• _Extracted records_:
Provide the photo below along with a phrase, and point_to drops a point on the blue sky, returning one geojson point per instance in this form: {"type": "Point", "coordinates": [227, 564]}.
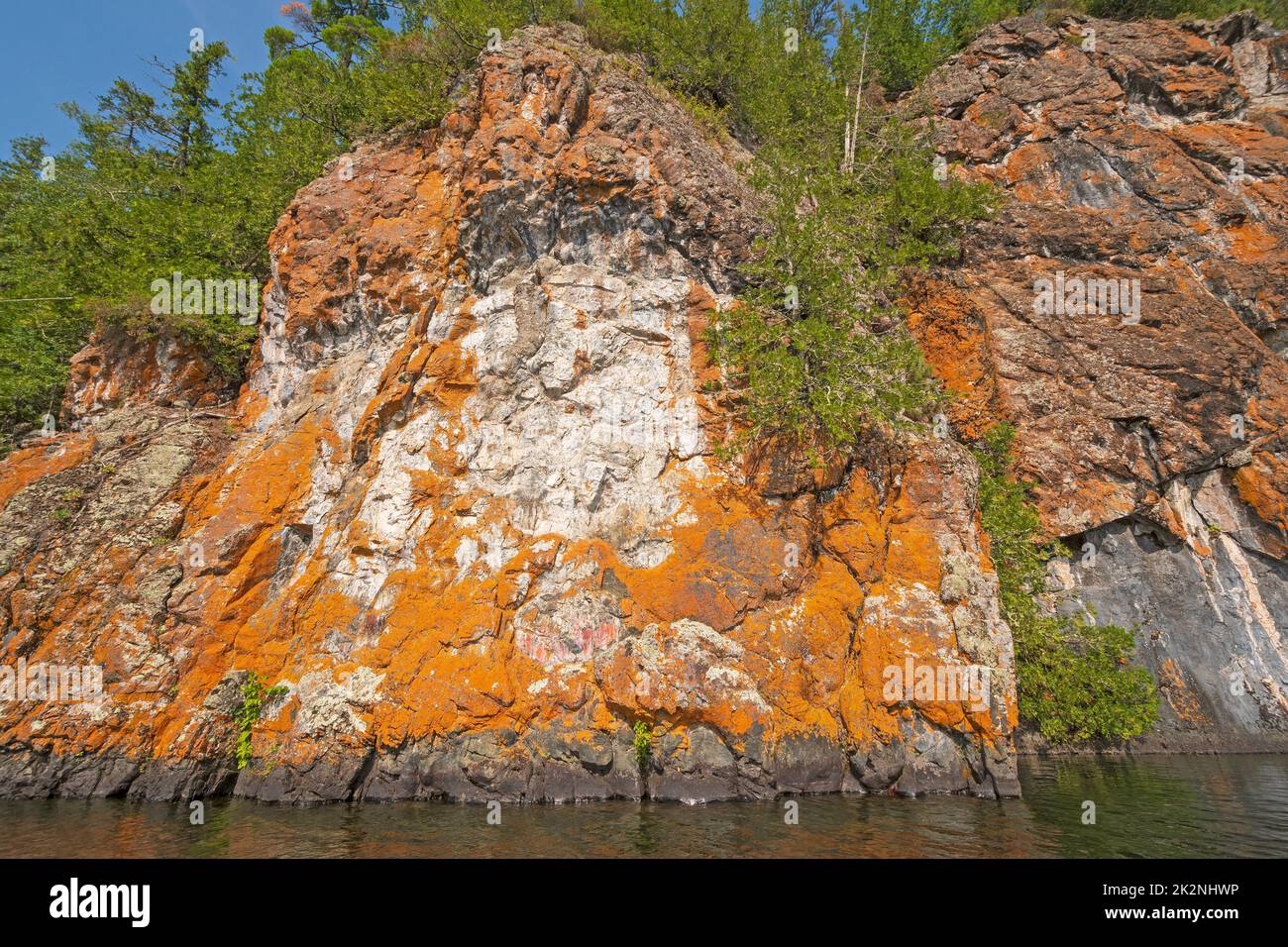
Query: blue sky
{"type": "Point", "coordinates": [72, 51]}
==
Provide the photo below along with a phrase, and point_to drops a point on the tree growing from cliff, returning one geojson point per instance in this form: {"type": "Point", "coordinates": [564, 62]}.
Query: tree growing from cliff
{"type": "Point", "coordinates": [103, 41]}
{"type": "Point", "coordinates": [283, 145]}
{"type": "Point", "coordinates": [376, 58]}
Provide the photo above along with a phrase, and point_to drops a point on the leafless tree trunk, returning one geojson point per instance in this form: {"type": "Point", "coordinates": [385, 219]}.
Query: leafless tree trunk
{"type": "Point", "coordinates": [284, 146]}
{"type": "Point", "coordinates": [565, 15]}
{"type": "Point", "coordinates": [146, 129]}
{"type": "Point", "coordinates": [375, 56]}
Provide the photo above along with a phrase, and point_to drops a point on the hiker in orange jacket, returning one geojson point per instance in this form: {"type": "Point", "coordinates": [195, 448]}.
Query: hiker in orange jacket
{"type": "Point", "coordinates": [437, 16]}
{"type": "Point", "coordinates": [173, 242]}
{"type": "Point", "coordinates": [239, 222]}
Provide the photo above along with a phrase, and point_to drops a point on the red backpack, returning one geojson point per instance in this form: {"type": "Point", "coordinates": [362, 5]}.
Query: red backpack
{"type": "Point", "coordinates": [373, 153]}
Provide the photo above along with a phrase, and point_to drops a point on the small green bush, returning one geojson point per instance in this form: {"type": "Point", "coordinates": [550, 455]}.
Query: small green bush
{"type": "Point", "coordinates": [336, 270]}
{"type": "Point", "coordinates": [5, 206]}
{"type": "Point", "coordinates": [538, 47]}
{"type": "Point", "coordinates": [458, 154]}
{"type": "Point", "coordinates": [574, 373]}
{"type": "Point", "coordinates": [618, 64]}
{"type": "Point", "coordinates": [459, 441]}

• _How to complete this task_:
Go through the entries and filter for lines holding the word "below"; copy each match.

• _Solution for this exercise_:
Provide the photo below along with a phrase, and point_to drops a point on the blue sky, returning one geojson point per instance in this form: {"type": "Point", "coordinates": [227, 564]}.
Provide the photo below along with a phrase, and point_to drops a point on the tree growing from cliff, returning one geojson point per instance in this form: {"type": "Point", "coordinates": [564, 62]}.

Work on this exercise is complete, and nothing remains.